┌─ Records for the task

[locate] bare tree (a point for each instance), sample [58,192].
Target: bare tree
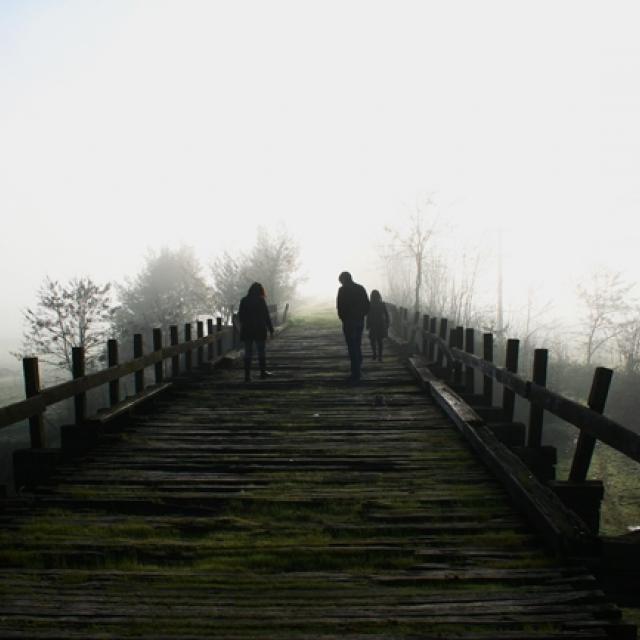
[76,314]
[168,290]
[399,287]
[605,297]
[230,283]
[414,241]
[628,342]
[273,261]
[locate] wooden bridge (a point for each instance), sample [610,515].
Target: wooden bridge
[295,507]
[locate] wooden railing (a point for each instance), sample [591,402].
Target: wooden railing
[208,348]
[451,350]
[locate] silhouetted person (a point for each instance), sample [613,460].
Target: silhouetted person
[377,323]
[255,321]
[353,305]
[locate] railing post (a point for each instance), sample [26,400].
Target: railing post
[219,340]
[456,340]
[78,371]
[511,364]
[187,353]
[586,442]
[432,346]
[175,360]
[32,388]
[137,353]
[210,346]
[469,347]
[234,324]
[113,361]
[157,346]
[443,336]
[487,381]
[200,334]
[536,412]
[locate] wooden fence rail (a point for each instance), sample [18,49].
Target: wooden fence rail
[38,399]
[593,426]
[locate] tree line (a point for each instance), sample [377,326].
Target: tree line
[420,276]
[172,288]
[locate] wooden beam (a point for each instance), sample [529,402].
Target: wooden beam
[586,441]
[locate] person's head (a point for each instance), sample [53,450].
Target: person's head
[256,289]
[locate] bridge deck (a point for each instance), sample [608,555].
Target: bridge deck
[294,508]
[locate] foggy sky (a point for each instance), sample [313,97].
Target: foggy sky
[133,124]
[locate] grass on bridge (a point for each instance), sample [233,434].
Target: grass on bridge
[297,507]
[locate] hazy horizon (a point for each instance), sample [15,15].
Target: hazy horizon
[131,125]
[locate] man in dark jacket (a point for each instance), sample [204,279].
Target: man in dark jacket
[353,305]
[255,321]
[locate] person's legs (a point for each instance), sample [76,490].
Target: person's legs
[262,357]
[248,356]
[353,338]
[358,345]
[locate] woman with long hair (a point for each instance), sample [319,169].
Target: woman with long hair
[255,321]
[377,323]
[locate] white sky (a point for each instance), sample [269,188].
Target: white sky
[130,124]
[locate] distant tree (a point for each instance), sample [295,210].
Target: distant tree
[628,342]
[413,241]
[273,261]
[76,314]
[230,283]
[605,297]
[399,281]
[169,290]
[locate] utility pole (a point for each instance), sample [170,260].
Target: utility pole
[500,309]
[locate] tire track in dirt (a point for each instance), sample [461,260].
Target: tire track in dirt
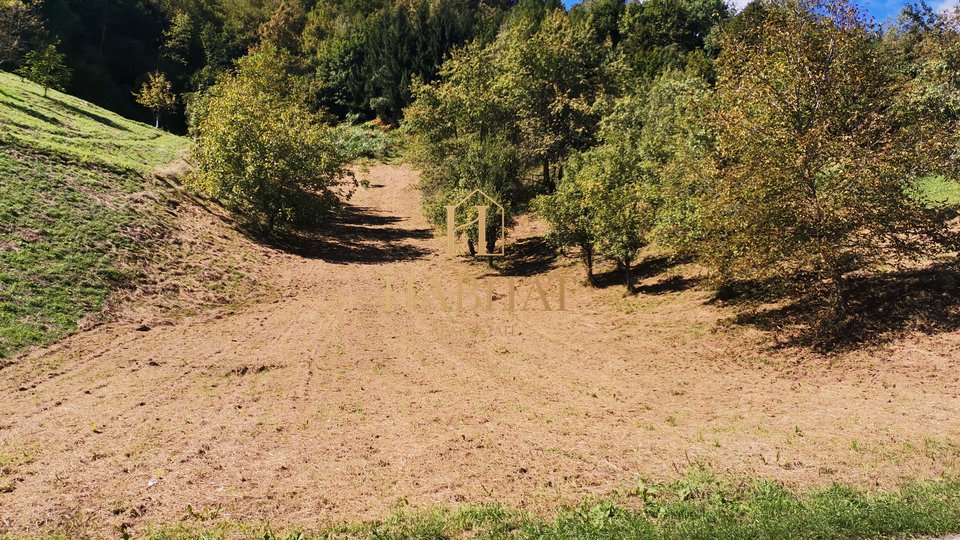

└─

**Exercise goal**.
Some lines above hold the word "track". Copy all of them.

**The completed task**.
[locate] tire track in dirt (a point for each instance), sample [461,260].
Target: tire track in dirt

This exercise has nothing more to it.